━━ PASSAGE GIVEN ━━

InformIT

Effective Database Design: Choosing The Right Process

Date: Mar 4, 2005

Sample Chapter is provided courtesy of Addison-Wesley Professional.

Return to the article

This chapter examines the process of project design, and discusses the various models of project life-cycle, with the intention of helping you to choose the right one for your database design project.

In Parts 1 and 2, we looked at the principles of relational and dimensional database design. But the structure of the data is only one component of a database system—a critical component, obviously, but still only a single component. Beginning with this part, we’ll look at some of the remaining aspects of designing database systems.

In this part, we’ll discuss most of the activities involved in the analysis and design of database systems, including the definition of system parameters and work processes, the conceptual database model, and the database schema. The design of the user interface, because it is such a complex topic, will be discussed in Part IV.

I’ll be examining only the analysis and design of database systems here; implementation lies outside the scope of this book. But analysis and design can’t exist in isolation from the rest of the process, so we’ll begin with a brief discussion of project life cycles.

Life Cycle Models

Once upon a time, systems analysts used a paradigm for the development process known as the waterfall model. There are several versions of this model. A reasonably simple one is shown in Figure 9-1.

09fig01.gifFigure 9-1 The Waterfall Model

The process begins with systems analysis, sometimes called requirements analysis, since it focuses on what the organization and the users require the system to do. Once the systems analysis has been completed and approved, the entire system is designed in detail. This phase is followed by planning and budgeting, and then the entire system is built, tested, and released. At least it is in theory.

The waterfall model is aesthetically pleasing. Each activity is completed and approved before the next one is begun, and the model allows a fine degree of control over budgets, staffing, and time. Deliver a waterfall project on time and on budget, and your clients will probably love you.

The problem, of course, is that reality is hardly ever this neat. The model assumes that all the information required to complete a task is available during the performance of that task, and makes no allowance for new information coming to light later in the process. With the possible exception of very small systems (the sort of thing you can design and build for yourself over the course of a long weekend), this situation is unlikely in the extreme.

The waterfall model also doesn’t allow for changes in business requirements during the course of the project. To assume that a system that met the business needs at the beginning of a project will still meet them at the end of a two- or three-year development process is foolhardy. Your clients will not love you for delivering a useless system, even if it is on time and on budget.

━━━
━━ EXTRACTED ENTRIES ━━

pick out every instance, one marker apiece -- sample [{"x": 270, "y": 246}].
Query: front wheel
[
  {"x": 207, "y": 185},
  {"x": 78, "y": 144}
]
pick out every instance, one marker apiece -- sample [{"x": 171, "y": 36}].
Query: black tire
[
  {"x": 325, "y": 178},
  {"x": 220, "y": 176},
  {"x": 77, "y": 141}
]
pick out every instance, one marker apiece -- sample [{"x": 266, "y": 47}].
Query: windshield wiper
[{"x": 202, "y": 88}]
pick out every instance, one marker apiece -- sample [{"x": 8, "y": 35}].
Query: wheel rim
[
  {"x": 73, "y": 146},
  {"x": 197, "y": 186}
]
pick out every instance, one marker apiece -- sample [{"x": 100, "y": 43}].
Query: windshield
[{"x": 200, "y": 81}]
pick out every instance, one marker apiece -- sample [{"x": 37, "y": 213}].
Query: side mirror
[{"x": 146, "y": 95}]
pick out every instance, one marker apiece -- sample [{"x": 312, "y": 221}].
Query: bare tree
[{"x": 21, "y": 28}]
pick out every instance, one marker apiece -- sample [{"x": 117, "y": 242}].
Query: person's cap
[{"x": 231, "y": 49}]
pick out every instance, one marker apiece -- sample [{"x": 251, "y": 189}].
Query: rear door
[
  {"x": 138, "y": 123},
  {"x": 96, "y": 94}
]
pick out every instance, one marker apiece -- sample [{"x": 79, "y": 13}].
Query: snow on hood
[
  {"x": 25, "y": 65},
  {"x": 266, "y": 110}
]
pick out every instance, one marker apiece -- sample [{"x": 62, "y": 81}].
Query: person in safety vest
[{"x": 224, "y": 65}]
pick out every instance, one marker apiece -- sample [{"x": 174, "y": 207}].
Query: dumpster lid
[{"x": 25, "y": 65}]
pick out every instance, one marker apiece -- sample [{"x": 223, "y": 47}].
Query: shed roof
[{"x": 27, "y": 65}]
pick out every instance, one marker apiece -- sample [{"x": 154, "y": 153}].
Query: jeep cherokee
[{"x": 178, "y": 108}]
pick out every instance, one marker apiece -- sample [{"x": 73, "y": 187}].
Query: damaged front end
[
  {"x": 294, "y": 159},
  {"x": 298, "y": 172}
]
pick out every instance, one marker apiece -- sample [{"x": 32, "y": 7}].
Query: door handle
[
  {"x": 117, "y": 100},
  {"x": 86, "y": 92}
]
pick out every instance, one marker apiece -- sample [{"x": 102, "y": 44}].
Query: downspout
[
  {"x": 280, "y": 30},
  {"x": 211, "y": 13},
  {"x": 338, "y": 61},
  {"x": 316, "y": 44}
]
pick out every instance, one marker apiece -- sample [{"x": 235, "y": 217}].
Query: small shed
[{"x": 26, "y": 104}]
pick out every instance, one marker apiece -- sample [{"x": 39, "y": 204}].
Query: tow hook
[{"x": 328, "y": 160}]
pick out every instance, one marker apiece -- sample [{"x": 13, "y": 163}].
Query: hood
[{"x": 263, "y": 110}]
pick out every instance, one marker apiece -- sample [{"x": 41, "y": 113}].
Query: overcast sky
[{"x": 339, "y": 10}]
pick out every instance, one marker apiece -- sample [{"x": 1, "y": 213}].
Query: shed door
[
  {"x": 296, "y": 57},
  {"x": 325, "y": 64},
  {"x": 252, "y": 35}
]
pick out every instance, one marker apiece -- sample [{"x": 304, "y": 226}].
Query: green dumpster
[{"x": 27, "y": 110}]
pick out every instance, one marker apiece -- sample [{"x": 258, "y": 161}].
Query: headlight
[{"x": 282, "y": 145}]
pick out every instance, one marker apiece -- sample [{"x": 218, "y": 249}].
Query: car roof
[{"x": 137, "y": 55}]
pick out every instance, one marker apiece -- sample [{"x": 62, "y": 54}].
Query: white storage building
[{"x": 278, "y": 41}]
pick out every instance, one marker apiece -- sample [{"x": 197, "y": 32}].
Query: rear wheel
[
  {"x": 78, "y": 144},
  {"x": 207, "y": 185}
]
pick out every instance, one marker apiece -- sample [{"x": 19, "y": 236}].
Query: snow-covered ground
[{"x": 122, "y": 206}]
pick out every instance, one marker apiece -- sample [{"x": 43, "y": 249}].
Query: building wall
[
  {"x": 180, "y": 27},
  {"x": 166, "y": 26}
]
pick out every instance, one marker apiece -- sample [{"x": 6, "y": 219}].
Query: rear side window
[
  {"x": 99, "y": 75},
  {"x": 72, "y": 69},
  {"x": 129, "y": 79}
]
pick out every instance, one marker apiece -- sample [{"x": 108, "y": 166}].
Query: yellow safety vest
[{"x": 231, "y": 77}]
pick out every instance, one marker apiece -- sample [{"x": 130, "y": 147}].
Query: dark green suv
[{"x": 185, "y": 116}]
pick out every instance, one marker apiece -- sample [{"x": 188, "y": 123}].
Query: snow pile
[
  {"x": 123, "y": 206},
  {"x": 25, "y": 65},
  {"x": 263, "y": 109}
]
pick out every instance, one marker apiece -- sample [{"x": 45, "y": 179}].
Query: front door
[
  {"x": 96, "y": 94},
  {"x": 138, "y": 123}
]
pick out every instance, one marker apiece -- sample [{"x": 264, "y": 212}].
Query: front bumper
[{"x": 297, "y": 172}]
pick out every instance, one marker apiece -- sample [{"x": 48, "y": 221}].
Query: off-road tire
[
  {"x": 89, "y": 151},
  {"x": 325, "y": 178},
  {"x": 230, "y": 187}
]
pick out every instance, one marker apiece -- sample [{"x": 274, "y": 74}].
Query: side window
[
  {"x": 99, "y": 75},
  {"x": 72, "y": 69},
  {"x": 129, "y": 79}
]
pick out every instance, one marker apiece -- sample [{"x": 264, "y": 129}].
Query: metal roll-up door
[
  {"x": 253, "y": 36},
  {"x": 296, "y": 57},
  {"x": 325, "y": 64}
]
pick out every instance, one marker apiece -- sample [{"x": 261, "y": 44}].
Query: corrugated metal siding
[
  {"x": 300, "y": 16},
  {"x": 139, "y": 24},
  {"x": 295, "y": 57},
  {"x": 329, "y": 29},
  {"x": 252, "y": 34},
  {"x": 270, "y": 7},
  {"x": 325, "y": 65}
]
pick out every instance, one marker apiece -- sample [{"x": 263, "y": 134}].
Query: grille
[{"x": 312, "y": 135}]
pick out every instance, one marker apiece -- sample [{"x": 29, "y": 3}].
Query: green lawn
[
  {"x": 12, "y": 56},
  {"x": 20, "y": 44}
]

━━━

◆ WRITTEN TASK ◆
Answer from the database design chapter:
(a) Which part of the book will cover the design of the user interface?
(b) What other name does the chapter give for systems analysis?
(c) In the waterfall model, what phase comes right after the whole system is designed in detail?
The material comes from a different source than the chapter excerpt.

◆ EXERCISE RESPONSE ◆
(a) Part IV
(b) Requirements analysis
(c) Planning and budgeting